# Excerpt
= Beginning of Section =

Jeff Morgan is drawn to answering open questions, blazing his own trail where there hasn’t been a lot of prior research. After all, “most discoveries start with something unexpected, and then somebody who is willing, maybe dumb enough, to work it out,” he said. “Sometimes you find really cool things that change how we think.” 

Morgan upended dogma in biology when he was still in graduate school. He showed that some introns, stretches of noncoding DNA that fall away when the genes are expressed and previously thought insignificant, did play a role in signaling pathways involved in growth. 

He developed a passion for RNA biology working with David Bartel at MIT. Now he’s doing postdoctoral research at the University of Utah with Jared Rutter to understand how cells sense and respond to metabolic changes in the environment, in the cell’s identity during development, and in disease. It’s a marriage of RNA biology and the study of metabolism.

While proteins are typically thought to be better at sensing metabolite levels, Morgan is betting on RNA to find small molecules and metabolites with a remarkable affinity and specificity. Proteins have a wider landscape of chemical groups and amino acids, but he suspects RNA, with only its four bases, may prove to interact with metabolites in meaningful ways.

These connections matter in disease. Cancer, for one, is marked by metabolic differences. Shining a light on connections between metabolic machinery and the rest of the cell could illuminate what makes a healthy cell different from a malignant cell.

“Most discoveries start with something unexpected, and then somebody who is willing, maybe dumb enough, to work it out.”

Other scientists have looked at these relationships in bacteria, but Morgan wants to find them in organisms higher up the ladder — including people. 

“It’s a daunting topic for the field,” he asked. “But I think we’ll be able to do that.”

= End of Section =

# Extracted records
= Beginning of Section =

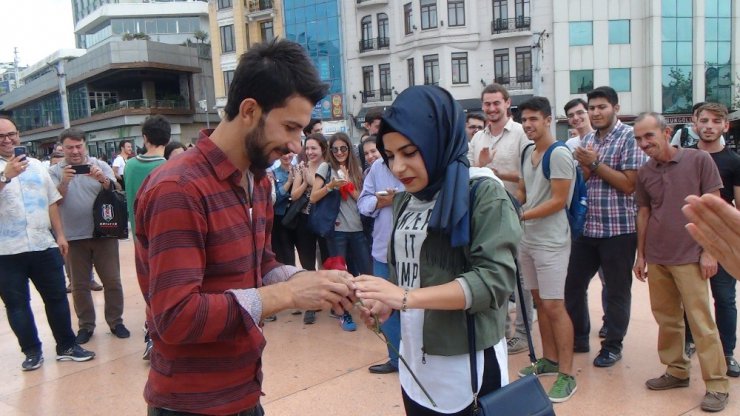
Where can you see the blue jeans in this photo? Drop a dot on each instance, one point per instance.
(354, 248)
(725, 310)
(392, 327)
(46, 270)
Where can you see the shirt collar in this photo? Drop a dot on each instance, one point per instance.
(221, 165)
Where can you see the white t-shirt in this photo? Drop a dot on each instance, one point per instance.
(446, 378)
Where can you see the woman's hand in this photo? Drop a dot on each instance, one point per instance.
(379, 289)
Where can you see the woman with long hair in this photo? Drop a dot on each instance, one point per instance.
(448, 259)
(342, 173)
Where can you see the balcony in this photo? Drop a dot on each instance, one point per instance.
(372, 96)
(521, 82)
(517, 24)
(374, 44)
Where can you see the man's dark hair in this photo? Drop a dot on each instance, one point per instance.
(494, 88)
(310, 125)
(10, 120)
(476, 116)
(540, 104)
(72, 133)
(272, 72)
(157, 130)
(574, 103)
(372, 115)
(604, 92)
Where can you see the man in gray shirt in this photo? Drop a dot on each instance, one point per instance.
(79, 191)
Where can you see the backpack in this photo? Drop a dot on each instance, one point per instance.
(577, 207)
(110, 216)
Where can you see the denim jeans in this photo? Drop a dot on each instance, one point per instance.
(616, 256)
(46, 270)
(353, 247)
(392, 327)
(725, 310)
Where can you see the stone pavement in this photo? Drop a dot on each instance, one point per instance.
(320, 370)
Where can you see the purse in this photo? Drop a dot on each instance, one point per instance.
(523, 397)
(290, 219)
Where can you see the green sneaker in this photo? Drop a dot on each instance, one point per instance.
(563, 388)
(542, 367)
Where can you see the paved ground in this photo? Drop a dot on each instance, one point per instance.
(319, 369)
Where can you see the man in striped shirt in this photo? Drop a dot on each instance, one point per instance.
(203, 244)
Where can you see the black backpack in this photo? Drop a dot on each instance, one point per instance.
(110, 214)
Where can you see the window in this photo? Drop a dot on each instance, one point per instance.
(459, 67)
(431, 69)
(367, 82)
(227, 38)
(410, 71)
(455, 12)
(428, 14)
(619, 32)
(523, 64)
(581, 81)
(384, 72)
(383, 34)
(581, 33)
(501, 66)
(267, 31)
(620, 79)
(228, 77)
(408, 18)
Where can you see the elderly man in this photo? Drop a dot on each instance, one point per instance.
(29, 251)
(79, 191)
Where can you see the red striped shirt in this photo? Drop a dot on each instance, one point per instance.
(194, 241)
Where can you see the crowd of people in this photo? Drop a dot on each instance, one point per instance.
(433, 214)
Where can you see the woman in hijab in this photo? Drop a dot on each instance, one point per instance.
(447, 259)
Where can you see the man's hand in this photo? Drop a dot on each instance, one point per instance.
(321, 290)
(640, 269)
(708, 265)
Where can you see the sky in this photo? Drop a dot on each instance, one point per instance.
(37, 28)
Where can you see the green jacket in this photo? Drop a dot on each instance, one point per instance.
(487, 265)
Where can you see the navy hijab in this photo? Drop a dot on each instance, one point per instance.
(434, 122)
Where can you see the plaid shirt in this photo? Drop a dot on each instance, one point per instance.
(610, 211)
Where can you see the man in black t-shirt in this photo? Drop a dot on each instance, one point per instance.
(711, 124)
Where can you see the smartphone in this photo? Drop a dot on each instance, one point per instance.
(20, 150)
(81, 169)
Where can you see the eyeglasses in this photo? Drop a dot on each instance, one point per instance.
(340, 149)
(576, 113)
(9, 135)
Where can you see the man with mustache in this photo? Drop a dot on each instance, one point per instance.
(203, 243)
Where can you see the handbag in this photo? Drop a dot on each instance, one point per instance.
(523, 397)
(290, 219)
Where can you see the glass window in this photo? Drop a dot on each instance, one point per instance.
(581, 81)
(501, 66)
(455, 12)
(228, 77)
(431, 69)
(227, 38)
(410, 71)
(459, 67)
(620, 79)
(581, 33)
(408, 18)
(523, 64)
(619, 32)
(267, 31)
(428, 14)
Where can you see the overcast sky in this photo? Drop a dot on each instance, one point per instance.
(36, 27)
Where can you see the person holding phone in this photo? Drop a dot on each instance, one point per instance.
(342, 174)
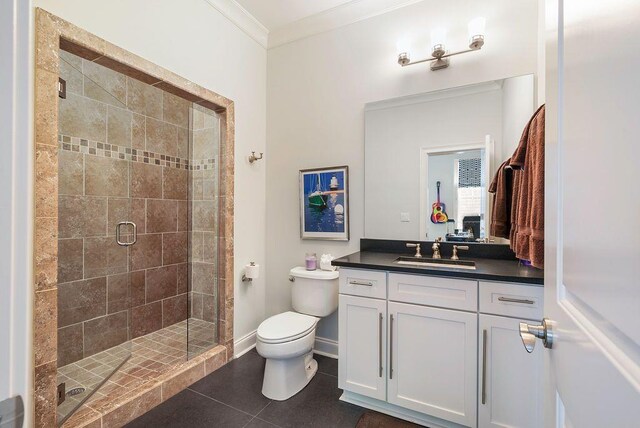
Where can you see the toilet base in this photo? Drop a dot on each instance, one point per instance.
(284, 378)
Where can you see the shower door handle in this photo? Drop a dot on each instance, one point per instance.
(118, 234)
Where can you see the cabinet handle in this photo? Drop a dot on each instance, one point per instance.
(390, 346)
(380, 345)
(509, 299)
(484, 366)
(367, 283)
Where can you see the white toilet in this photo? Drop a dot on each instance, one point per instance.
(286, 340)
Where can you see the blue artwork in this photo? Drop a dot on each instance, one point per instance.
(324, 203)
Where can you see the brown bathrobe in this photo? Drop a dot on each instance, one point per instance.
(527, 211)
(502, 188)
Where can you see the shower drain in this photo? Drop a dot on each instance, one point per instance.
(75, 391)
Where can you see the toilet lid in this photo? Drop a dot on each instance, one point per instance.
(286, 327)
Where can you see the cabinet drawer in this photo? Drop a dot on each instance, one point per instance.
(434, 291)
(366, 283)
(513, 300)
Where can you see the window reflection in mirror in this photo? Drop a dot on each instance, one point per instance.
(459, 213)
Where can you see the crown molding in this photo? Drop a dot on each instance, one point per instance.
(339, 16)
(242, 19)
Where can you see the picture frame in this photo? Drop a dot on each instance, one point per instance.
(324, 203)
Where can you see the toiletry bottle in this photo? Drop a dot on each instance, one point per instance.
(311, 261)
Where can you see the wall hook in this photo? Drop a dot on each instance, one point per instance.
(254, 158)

= End of Section =

# Task objective
Name every person the profile mentions by name. Rely only on the profile for your answer.

# Solution for this problem
Jeff Morgan, David Bartel, Jared Rutter